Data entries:
__________

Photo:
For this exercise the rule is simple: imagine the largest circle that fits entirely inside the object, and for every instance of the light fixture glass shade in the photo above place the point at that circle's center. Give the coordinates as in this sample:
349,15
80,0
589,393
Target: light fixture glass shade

__________

Each entry in the data should be restated exactly as it was written.

Answer box.
Photo:
For this exercise the rule is simple: imagine the largest circle that fits entirely inside the object, and for every instance of the light fixture glass shade in the photo above place the point at that circle's center. Give the coordinates as in this sample:
349,15
80,0
589,393
Target: light fixture glass shade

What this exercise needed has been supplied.